>> START Records
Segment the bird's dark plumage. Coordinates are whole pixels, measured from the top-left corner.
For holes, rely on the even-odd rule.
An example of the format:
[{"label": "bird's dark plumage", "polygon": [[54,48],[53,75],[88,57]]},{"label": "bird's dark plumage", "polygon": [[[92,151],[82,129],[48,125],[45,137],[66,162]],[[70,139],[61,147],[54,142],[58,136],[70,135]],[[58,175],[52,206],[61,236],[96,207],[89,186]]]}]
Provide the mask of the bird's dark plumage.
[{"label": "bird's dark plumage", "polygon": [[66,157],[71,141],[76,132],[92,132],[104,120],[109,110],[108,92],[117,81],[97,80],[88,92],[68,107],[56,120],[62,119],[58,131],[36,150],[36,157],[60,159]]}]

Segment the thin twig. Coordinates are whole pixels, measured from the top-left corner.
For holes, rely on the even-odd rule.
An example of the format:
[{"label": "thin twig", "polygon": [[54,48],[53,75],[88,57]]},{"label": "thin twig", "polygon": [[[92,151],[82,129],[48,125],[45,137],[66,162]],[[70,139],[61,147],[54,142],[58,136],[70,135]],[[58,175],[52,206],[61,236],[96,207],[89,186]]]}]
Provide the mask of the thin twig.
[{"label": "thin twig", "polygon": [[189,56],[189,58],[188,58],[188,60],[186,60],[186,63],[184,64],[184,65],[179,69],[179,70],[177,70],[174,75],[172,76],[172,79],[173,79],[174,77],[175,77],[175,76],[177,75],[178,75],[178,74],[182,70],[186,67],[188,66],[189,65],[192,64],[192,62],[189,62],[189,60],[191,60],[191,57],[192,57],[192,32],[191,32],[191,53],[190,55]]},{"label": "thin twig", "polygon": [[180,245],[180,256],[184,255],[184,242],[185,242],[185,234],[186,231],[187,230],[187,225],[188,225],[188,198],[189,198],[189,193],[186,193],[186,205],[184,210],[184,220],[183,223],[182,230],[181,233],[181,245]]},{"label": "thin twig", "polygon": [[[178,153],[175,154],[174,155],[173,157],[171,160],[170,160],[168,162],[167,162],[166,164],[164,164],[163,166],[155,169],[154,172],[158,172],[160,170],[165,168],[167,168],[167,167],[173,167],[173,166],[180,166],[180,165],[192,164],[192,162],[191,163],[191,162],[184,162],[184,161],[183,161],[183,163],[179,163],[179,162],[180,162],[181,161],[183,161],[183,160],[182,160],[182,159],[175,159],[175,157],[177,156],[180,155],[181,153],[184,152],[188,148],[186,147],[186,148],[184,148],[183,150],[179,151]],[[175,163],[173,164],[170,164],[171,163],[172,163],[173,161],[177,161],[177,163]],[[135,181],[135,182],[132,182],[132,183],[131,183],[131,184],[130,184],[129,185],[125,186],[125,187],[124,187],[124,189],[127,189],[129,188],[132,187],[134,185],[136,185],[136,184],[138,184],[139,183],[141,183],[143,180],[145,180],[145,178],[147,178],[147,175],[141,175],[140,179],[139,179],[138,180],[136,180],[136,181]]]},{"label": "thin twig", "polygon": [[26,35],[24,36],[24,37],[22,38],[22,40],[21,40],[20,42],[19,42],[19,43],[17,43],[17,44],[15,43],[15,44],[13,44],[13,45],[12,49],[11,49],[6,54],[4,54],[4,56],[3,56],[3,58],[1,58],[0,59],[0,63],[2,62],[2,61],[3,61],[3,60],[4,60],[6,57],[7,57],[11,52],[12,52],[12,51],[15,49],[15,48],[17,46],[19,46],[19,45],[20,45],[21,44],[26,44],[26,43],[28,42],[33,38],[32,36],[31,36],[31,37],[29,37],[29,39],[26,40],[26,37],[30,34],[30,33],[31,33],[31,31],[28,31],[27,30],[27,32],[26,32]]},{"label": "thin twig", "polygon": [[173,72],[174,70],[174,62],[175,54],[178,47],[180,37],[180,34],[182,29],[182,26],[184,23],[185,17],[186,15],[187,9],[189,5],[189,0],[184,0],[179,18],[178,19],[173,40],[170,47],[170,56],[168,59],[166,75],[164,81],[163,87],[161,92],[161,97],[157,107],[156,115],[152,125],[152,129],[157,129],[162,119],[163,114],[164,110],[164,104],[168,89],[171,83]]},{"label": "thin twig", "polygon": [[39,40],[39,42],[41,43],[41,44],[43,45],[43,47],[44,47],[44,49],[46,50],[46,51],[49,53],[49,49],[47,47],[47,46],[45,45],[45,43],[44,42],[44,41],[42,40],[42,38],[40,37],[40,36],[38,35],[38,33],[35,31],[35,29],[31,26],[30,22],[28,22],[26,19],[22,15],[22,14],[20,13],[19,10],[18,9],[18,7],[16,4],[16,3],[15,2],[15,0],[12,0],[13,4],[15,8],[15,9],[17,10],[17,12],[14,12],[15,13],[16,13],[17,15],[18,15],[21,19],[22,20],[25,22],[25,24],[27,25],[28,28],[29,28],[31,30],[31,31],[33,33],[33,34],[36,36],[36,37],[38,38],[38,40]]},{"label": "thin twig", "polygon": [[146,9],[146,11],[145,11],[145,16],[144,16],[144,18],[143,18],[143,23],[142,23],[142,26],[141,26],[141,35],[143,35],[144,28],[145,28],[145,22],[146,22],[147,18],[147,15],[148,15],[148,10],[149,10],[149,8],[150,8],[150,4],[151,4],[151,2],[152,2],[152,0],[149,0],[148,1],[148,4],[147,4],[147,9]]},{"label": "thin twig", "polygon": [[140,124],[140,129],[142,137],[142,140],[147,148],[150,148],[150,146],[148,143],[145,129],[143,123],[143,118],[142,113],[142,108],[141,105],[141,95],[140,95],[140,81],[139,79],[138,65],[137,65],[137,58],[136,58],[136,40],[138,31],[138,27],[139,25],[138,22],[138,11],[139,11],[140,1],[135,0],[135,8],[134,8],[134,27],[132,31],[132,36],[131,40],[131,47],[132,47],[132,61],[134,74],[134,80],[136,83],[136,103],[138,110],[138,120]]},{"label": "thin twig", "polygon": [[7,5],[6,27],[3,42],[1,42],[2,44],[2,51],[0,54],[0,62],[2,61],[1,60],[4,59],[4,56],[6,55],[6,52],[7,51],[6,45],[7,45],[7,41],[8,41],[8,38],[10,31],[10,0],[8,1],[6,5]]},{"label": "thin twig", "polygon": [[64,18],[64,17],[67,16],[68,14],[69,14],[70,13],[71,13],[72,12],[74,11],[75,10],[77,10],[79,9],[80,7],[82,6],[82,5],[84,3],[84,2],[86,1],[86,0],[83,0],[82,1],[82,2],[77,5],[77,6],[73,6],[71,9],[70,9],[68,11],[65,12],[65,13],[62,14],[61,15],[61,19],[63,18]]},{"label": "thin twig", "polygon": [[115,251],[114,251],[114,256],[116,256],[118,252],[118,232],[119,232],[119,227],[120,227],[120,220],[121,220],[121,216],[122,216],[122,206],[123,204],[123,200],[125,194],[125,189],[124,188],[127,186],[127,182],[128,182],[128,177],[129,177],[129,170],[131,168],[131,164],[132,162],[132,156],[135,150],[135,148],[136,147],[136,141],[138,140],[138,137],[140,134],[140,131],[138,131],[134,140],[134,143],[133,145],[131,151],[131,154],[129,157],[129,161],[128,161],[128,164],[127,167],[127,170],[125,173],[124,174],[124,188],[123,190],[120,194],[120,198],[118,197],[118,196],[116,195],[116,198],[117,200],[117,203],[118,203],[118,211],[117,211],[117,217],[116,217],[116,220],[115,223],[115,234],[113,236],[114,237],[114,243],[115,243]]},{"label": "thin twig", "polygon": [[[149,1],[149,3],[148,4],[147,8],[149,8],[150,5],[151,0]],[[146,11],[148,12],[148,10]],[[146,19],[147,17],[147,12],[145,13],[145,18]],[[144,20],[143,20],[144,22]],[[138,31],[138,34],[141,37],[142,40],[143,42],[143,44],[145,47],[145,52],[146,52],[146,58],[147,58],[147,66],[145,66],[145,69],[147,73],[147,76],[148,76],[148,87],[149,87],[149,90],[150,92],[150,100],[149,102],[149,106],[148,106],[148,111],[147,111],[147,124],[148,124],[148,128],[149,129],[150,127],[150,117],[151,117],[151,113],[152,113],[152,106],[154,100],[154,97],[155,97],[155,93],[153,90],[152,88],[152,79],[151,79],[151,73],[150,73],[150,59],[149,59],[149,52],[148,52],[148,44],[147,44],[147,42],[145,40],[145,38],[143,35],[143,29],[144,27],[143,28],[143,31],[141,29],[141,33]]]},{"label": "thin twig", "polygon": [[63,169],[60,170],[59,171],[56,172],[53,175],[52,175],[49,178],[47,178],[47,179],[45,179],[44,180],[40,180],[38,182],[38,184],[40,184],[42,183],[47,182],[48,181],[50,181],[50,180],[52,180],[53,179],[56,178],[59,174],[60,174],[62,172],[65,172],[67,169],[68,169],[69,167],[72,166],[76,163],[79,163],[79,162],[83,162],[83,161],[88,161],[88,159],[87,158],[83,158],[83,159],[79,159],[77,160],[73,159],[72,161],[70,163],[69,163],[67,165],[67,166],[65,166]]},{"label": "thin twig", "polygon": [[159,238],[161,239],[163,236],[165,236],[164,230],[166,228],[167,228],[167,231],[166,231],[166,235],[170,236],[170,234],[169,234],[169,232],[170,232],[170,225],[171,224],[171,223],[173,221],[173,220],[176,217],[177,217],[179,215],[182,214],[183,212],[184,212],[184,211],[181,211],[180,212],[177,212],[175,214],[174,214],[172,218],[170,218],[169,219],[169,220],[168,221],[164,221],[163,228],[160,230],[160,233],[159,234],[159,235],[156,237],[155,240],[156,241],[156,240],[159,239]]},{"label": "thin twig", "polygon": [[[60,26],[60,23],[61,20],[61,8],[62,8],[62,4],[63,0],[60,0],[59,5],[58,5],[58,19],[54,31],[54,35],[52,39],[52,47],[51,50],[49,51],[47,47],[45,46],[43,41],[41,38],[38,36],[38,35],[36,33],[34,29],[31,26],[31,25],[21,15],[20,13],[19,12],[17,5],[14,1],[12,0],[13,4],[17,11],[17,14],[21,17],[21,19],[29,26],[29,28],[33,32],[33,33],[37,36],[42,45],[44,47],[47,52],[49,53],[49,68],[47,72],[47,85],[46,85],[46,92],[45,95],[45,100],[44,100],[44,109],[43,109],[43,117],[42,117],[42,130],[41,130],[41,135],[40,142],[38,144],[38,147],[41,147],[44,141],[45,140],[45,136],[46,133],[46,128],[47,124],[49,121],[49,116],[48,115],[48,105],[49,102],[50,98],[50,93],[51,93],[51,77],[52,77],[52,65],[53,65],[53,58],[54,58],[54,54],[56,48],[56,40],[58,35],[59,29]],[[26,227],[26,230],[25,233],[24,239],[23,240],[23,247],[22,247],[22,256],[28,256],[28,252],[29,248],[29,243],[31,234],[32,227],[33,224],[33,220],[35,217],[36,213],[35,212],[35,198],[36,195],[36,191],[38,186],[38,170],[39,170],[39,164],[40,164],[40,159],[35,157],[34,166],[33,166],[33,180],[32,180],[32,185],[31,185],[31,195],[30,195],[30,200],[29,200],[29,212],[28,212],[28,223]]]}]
>> END Records
Stated task: Copy out every line of the records that contains the string "Segment", matching case exactly.

Solved exercise:
Segment the bird's dark plumage. Coordinates are whole pixels, measured from the top-left corner.
Segment the thin twig. Coordinates are whole pixels, measured from the top-left corner.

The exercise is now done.